◆ Excerpt provided ◆
The beauty illuminates when the rich blues of the big sky contrast with the tans, dull greens and browns of the land below. This winter’s abnormally high rains have brought more colors to the desert floor as pinks, purples, oranges, yellows and reds dot the roadsides. The California desert wildflowers have been the rage this year, but if you haven’t been there yet, you have probably missed them.
HISTORICAL INTEREST (2/10)
A few mining and farming operations is it.
CROWDS (4/10)
This Park is a National Preserve which means, among other things, that far fewer rules apply than at National Parks. Most notable among the difference is that you can hunt in a National Preserve. We had planned to visit the Mojave N PRES back in October but the Ranger at their Baker VC advised us against it. We obliged. Hiking on public lands where people are legally shooting high-powered rifles is not our idea of fun. Crowds forced us to delay our trip for six months.
We should have expected a loud an unruly crowd at the Hole-in-the-Wall campground; enough people had suggested we stay elsewhere.
National Preserves are also unique in that people still live inside of them. Much of the land is still private property so be careful where you hike.
EASE OF USE/ACCESS (2/5)
You might know the Mojave N PRES as that desolate area to your right while you are stuck on Interstate 15 on your way to Las Vegas. The Preserve encompasses the expanse of land between Interstates 15 and 40 from Baker all the way east to the Nevada border. It is an area of land larger than Everglades NP. Death Valley NP and Yellowstone NP are the only Park Sites with more land.
Because the Park is wedged between two Interstates, access is possible. Las Vegas and Laughlin are less than 60 miles from a Park entrance. Mojave N PRES’ interior, however, can pose problems. Only about half of the roads are paved, and a few only accessible to experience ORVers.

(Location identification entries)
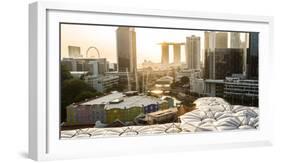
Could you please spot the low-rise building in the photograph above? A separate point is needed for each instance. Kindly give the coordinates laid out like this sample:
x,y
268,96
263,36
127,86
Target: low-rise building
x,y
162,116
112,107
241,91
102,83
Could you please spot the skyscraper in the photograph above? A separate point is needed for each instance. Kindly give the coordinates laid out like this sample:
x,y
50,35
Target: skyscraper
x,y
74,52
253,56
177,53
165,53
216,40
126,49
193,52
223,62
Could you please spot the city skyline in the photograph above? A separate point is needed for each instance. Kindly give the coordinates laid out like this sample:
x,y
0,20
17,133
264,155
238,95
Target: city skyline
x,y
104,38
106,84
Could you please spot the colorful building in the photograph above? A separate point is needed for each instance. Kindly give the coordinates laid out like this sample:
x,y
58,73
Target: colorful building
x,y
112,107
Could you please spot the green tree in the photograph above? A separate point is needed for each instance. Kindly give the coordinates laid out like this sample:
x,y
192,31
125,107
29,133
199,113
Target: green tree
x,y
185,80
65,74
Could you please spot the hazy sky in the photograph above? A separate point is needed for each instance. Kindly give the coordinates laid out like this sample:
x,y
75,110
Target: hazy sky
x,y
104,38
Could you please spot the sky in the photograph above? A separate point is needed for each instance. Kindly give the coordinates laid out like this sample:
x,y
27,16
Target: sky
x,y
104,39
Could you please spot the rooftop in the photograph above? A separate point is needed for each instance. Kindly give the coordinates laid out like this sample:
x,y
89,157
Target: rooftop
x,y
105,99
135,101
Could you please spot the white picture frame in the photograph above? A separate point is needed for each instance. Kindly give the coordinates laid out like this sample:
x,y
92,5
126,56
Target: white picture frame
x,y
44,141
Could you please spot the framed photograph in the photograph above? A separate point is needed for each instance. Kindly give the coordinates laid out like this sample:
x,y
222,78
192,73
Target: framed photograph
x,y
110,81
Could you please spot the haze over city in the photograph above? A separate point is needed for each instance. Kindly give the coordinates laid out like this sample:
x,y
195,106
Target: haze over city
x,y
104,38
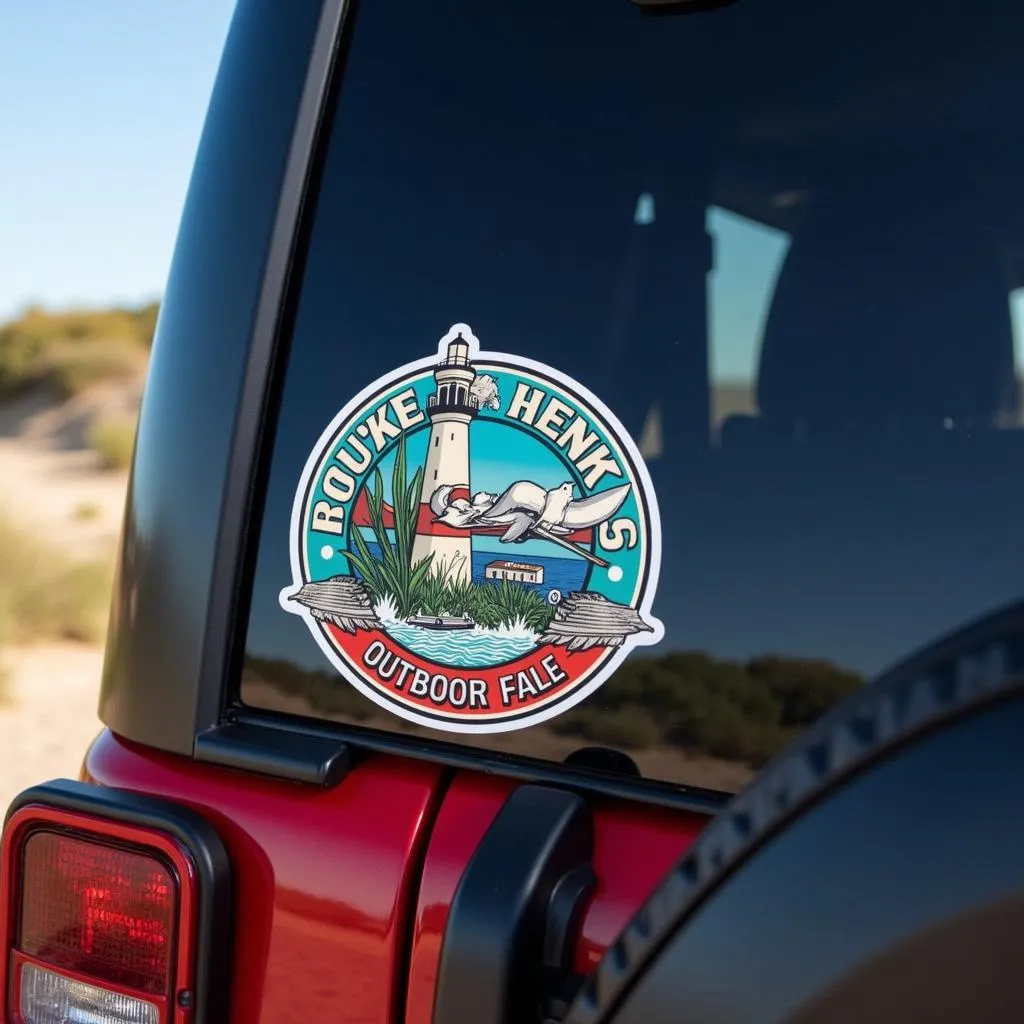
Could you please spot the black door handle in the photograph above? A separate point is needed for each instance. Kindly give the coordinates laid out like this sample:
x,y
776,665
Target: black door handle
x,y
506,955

◆ Given exercise ◆
Rewrite the excerpt on the Mojave preserve from "HISTORICAL INTEREST (2/10)" to "OF USE/ACCESS (2/5)", substituting "campsite" for "campground".

◆ Complete output ◆
HISTORICAL INTEREST (2/10)
A few mining and farming operations is it.
CROWDS (4/10)
This Park is a National Preserve which means, among other things, that far fewer rules apply than at National Parks. Most notable among the difference is that you can hunt in a National Preserve. We had planned to visit the Mojave N PRES back in October but the Ranger at their Baker VC advised us against it. We obliged. Hiking on public lands where people are legally shooting high-powered rifles is not our idea of fun. Crowds forced us to delay our trip for six months.
We should have expected a loud an unruly crowd at the Hole-in-the-Wall campsite; enough people had suggested we stay elsewhere.
National Preserves are also unique in that people still live inside of them. Much of the land is still private property so be careful where you hike.
EASE OF USE/ACCESS (2/5)